• WHAT YOU HAVE TO DO: For the word "bush", state the number of lines in the data that contain it, and nothing else.

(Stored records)

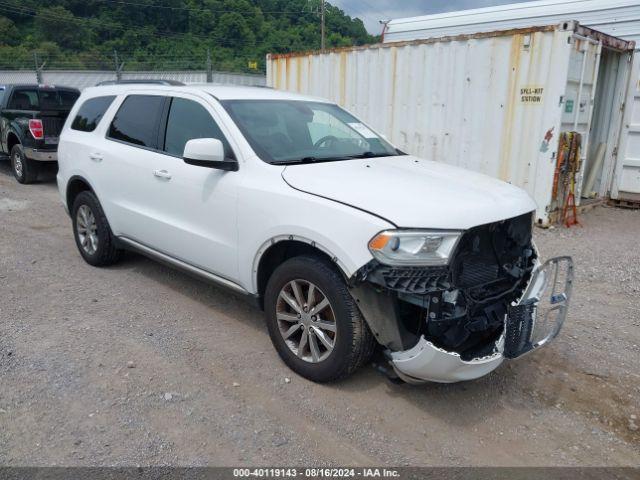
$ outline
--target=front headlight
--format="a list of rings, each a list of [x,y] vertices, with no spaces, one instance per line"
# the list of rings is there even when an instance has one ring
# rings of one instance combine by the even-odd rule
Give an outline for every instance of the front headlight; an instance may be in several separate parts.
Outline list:
[[[386,230],[369,242],[371,254],[386,265],[447,265],[462,232]]]

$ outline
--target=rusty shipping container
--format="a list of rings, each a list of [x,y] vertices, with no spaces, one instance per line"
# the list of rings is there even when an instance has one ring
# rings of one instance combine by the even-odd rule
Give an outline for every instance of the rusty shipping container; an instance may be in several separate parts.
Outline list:
[[[633,49],[566,21],[269,55],[267,84],[333,100],[409,153],[524,188],[547,225],[560,132],[583,136],[578,201],[610,192],[614,156],[595,156],[621,141],[625,112],[612,105],[629,91]]]

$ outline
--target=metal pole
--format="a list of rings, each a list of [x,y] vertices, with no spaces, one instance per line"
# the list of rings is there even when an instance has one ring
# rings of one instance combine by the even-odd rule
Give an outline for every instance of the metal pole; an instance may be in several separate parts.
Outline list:
[[[115,49],[113,50],[113,60],[116,65],[116,80],[120,81],[122,80],[122,67],[124,64],[120,64],[120,61],[118,60],[118,51]]]
[[[38,52],[33,52],[33,61],[36,67],[36,82],[38,84],[44,83],[42,81],[42,68],[40,67],[40,62],[38,61]]]
[[[213,69],[211,68],[211,50],[207,48],[207,83],[213,83]]]
[[[324,0],[320,1],[320,50],[322,50],[323,52],[325,51],[326,48],[326,41],[325,41],[325,3]]]

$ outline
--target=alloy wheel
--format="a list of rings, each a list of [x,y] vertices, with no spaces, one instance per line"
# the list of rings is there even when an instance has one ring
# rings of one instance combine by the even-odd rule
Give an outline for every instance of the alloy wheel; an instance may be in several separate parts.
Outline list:
[[[319,363],[336,344],[337,325],[327,296],[307,280],[292,280],[276,303],[278,328],[289,349],[301,360]]]
[[[15,170],[16,175],[22,178],[24,175],[24,165],[22,164],[22,156],[18,152],[13,155],[13,169]]]
[[[93,255],[98,250],[98,226],[96,217],[87,205],[80,205],[76,214],[76,232],[82,249]]]

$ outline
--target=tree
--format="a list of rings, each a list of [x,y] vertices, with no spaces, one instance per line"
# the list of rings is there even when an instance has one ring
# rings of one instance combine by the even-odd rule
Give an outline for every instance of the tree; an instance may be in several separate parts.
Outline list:
[[[12,68],[31,67],[34,50],[51,54],[49,67],[111,67],[117,50],[129,69],[201,70],[209,49],[216,69],[250,71],[251,60],[264,71],[267,53],[320,47],[319,0],[8,1],[21,8],[0,16],[0,59]],[[327,4],[327,40],[345,46],[375,38]]]
[[[0,17],[0,45],[17,45],[20,35],[15,24],[7,17]]]
[[[81,50],[91,43],[86,22],[61,6],[39,9],[35,27],[43,40],[55,42],[65,49]]]

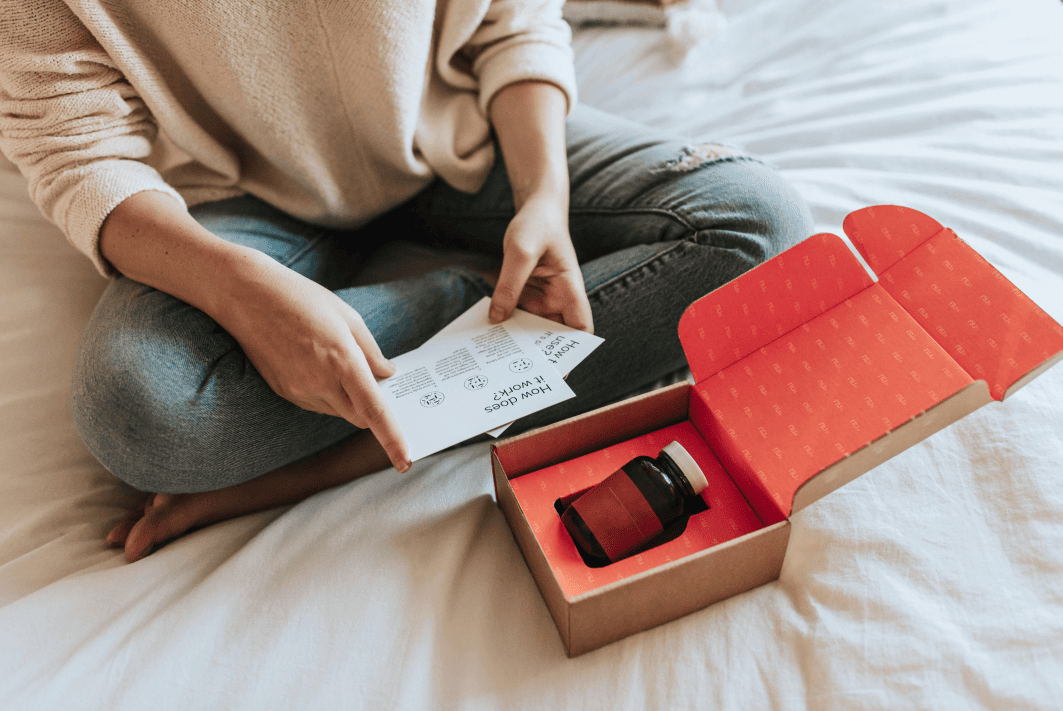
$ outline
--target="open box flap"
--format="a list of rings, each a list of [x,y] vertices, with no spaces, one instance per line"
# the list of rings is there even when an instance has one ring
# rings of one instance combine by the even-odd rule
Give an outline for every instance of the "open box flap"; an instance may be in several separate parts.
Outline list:
[[[873,283],[840,237],[818,234],[691,304],[679,340],[701,382]]]
[[[793,494],[788,515],[792,516],[991,401],[985,381],[972,382],[937,405],[920,412],[896,429],[868,442],[803,481]]]
[[[932,218],[878,205],[851,213],[844,229],[882,287],[994,399],[1063,357],[1063,327]]]
[[[850,212],[842,229],[871,271],[879,276],[944,227],[918,210],[874,205]]]
[[[690,418],[761,519],[774,522],[806,481],[972,382],[872,284],[699,382]]]
[[[817,235],[680,322],[691,420],[765,522],[1063,357],[1063,329],[951,230],[892,206],[845,226],[878,283]]]

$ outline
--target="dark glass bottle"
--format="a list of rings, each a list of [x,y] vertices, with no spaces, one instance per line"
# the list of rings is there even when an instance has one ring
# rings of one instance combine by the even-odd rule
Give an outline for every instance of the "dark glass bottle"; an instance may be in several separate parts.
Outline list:
[[[587,556],[625,558],[683,514],[683,500],[708,486],[683,445],[672,442],[657,458],[635,457],[572,502],[561,514],[573,542]]]

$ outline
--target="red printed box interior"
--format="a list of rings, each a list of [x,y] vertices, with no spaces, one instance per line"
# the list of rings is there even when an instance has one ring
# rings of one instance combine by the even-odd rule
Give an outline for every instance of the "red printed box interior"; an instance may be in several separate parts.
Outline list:
[[[686,419],[607,446],[587,436],[582,456],[503,479],[566,599],[783,522],[1063,356],[1063,328],[930,217],[878,206],[844,229],[877,282],[840,238],[809,238],[687,309]],[[555,502],[672,440],[705,471],[708,510],[667,543],[588,567]],[[521,451],[499,443],[499,469],[520,471]]]

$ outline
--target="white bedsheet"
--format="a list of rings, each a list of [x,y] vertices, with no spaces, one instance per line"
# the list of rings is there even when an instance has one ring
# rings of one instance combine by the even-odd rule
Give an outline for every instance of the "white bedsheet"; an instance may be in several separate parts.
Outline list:
[[[580,31],[583,100],[764,155],[823,231],[922,210],[1063,321],[1063,3],[721,7],[682,64]],[[101,288],[0,171],[0,708],[1063,708],[1063,367],[795,516],[777,582],[569,660],[486,445],[126,564],[68,406]]]

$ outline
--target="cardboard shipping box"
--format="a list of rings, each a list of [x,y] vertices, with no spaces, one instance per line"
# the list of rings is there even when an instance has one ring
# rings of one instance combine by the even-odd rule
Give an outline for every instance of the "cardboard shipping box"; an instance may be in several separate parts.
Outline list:
[[[699,299],[681,383],[492,448],[496,498],[570,656],[775,580],[789,517],[1063,357],[1063,328],[930,217],[849,215]],[[709,479],[645,550],[585,561],[574,495],[680,441]],[[700,503],[700,502],[699,502]]]

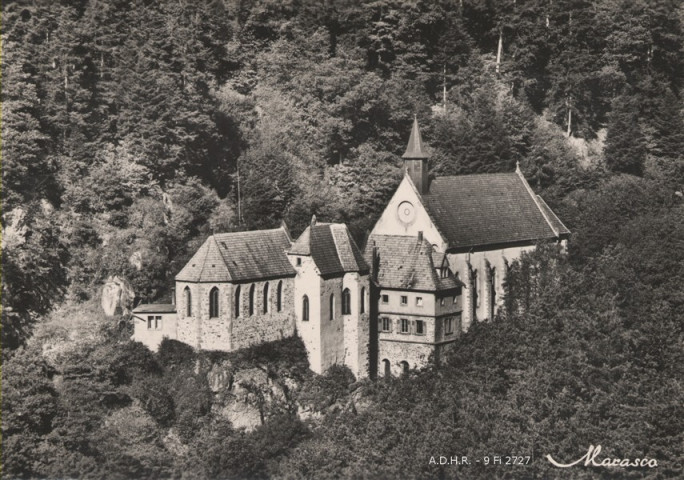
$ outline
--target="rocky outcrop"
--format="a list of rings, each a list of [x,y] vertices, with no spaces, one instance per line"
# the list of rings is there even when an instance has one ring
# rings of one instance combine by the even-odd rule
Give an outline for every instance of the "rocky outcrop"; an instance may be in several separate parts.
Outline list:
[[[275,414],[294,410],[290,392],[299,388],[291,378],[272,378],[265,367],[235,368],[228,360],[213,363],[207,372],[214,392],[213,410],[248,431]]]
[[[102,287],[102,310],[105,315],[113,316],[127,314],[133,305],[135,292],[128,285],[128,282],[118,276],[107,278]]]

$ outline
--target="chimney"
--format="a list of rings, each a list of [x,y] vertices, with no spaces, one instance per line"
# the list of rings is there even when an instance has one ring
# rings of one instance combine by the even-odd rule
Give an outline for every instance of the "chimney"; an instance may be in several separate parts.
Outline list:
[[[421,242],[421,243],[423,242],[423,232],[422,232],[422,230],[421,230],[420,232],[418,232],[418,241]]]
[[[316,225],[316,215],[313,215],[313,216],[311,217],[311,226],[313,227],[313,226],[315,226],[315,225]]]
[[[401,158],[404,159],[404,169],[418,192],[421,195],[428,193],[428,155],[423,150],[423,139],[420,136],[418,118],[415,115],[413,116],[411,136]]]

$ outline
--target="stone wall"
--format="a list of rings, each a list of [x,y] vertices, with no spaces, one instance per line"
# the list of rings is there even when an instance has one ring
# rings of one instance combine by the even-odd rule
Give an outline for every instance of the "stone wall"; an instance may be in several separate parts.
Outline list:
[[[279,282],[282,282],[281,311],[276,308]],[[269,285],[268,309],[264,312],[264,287]],[[254,314],[249,315],[249,290],[254,285]],[[295,333],[294,278],[242,284],[240,317],[233,321],[232,349],[290,337]]]
[[[511,263],[519,258],[523,252],[530,252],[535,249],[534,245],[525,247],[512,247],[497,250],[489,250],[475,253],[447,254],[449,265],[454,273],[466,286],[463,288],[463,329],[468,330],[473,321],[473,292],[477,289],[477,305],[475,313],[477,319],[491,319],[496,314],[496,310],[503,304],[503,283],[506,278],[506,261]],[[492,312],[490,307],[491,289],[487,284],[491,270],[495,272],[495,303],[496,307]],[[473,272],[477,272],[477,285],[472,285]]]
[[[282,282],[281,311],[276,308],[278,284]],[[264,313],[264,287],[269,285],[268,311]],[[253,314],[249,314],[250,288],[254,285]],[[187,316],[185,288],[192,296]],[[240,315],[235,317],[235,295],[240,295]],[[218,316],[209,316],[209,295],[219,291]],[[230,283],[176,282],[178,340],[202,350],[232,351],[256,343],[278,340],[294,333],[294,280],[281,278],[233,285]]]
[[[426,366],[435,351],[435,346],[425,343],[380,341],[378,351],[378,377],[385,375],[384,361],[389,360],[393,376],[402,374],[402,361],[409,369]]]

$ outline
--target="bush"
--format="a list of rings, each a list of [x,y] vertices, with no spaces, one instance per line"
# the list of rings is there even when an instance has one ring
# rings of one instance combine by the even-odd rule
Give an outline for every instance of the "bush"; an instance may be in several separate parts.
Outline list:
[[[195,350],[188,344],[178,340],[164,338],[159,345],[157,359],[165,368],[192,365],[197,359]]]
[[[164,378],[144,377],[131,384],[128,394],[138,399],[141,406],[162,427],[169,427],[176,417],[174,401]]]

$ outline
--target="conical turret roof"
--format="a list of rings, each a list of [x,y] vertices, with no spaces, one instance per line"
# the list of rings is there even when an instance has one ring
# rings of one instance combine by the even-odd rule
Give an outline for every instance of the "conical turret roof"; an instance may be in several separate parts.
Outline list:
[[[406,151],[401,156],[406,159],[420,159],[428,158],[427,153],[423,150],[423,139],[420,138],[420,129],[418,128],[418,118],[413,117],[413,128],[411,129],[411,136],[409,137]]]

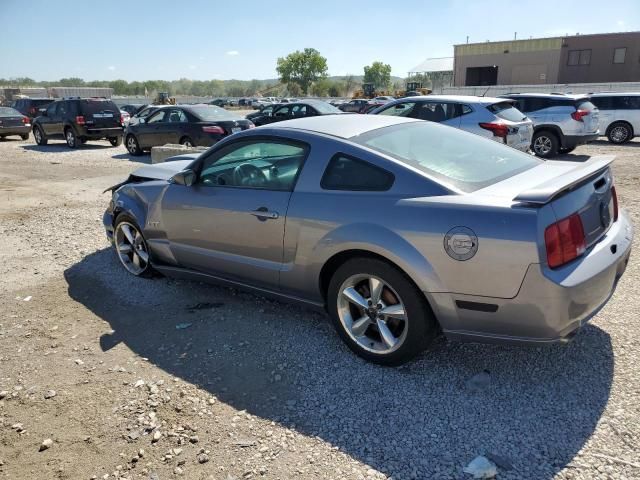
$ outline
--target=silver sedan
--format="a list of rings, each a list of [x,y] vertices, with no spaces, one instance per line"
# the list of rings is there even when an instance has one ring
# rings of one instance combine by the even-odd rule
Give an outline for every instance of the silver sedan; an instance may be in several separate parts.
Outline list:
[[[631,251],[612,160],[542,162],[393,116],[306,118],[138,169],[103,220],[134,275],[326,309],[354,352],[394,365],[441,333],[570,339]]]

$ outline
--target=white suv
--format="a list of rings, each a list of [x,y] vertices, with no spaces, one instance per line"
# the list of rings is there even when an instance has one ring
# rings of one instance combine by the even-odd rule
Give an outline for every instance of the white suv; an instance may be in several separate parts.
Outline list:
[[[594,93],[600,110],[600,133],[611,143],[626,143],[640,134],[640,93]]]
[[[516,108],[533,121],[531,150],[539,157],[569,153],[599,136],[598,107],[591,103],[590,95],[510,93],[500,96],[515,100]]]

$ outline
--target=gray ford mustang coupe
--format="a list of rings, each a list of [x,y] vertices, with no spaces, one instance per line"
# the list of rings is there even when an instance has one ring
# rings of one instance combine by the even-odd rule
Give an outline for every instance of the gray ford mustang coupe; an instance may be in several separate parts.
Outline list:
[[[326,308],[354,352],[397,365],[440,332],[570,339],[631,252],[612,161],[543,162],[421,120],[305,118],[136,170],[104,225],[134,275]]]

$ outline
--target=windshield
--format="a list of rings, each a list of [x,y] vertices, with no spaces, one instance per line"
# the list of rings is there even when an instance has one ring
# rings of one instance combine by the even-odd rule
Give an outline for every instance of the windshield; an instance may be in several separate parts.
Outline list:
[[[329,113],[343,113],[342,110],[334,107],[333,105],[327,102],[318,102],[318,103],[313,103],[311,105],[313,106],[313,108],[318,110],[318,112],[322,113],[323,115],[326,115]]]
[[[19,111],[15,110],[15,109],[13,109],[11,107],[0,107],[0,116],[8,117],[8,116],[13,116],[13,115],[15,115],[16,117],[21,117],[22,116],[22,114]]]
[[[111,112],[118,113],[120,109],[117,105],[109,100],[80,100],[80,111],[83,115],[92,115],[95,113]]]
[[[224,108],[216,107],[214,105],[201,105],[197,107],[191,107],[189,108],[189,111],[200,120],[204,120],[206,122],[216,120],[240,120],[240,117],[238,117],[237,115],[225,110]]]
[[[487,110],[493,113],[496,117],[510,122],[522,122],[527,119],[527,116],[514,107],[511,102],[500,102],[494,103],[493,105],[487,105]]]
[[[389,155],[463,192],[473,192],[541,163],[531,155],[432,122],[371,130],[351,141]]]

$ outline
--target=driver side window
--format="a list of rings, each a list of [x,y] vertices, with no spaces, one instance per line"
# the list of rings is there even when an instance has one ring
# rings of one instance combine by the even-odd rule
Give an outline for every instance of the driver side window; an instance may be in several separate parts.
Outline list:
[[[198,184],[292,191],[308,150],[297,142],[235,143],[204,160]]]

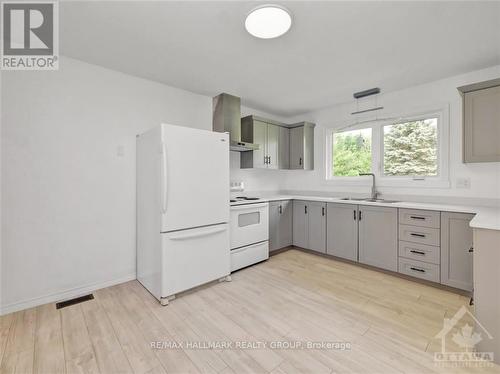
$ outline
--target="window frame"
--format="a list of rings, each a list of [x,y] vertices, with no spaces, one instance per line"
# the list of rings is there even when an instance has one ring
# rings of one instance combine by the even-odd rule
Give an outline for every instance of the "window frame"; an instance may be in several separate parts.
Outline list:
[[[384,115],[385,117],[401,118],[399,120],[380,120],[371,123],[362,123],[349,128],[329,128],[326,131],[325,143],[325,181],[327,184],[337,185],[367,185],[365,178],[353,178],[352,176],[333,175],[333,135],[335,133],[372,129],[372,167],[371,172],[375,174],[377,185],[382,187],[430,187],[449,188],[449,106],[440,109],[422,110],[410,115]],[[436,176],[386,176],[384,174],[384,126],[398,123],[437,118],[437,163],[438,174]]]
[[[373,157],[374,157],[374,154],[373,154],[373,148],[374,148],[374,137],[373,137],[373,131],[374,129],[371,127],[371,126],[363,126],[363,125],[360,125],[360,126],[356,126],[356,127],[350,127],[349,129],[344,129],[344,130],[341,130],[341,131],[331,131],[330,132],[330,142],[329,142],[329,147],[327,147],[327,154],[328,154],[328,150],[332,150],[332,152],[329,152],[329,159],[330,159],[330,162],[329,162],[329,166],[328,166],[328,173],[331,174],[331,177],[332,178],[335,178],[336,180],[346,180],[346,181],[349,181],[349,179],[352,179],[352,175],[351,176],[339,176],[339,175],[333,175],[332,174],[332,171],[333,171],[333,136],[334,134],[336,133],[341,133],[341,132],[346,132],[346,131],[356,131],[356,130],[365,130],[365,129],[371,129],[371,144],[370,144],[370,148],[371,148],[371,154],[372,154],[372,165],[371,165],[371,168],[370,168],[370,171],[369,173],[373,173]]]

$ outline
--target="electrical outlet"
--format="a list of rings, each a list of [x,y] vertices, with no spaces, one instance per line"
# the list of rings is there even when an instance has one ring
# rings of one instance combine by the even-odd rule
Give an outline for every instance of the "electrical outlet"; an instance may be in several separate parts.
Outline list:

• WRITTEN SOLUTION: 2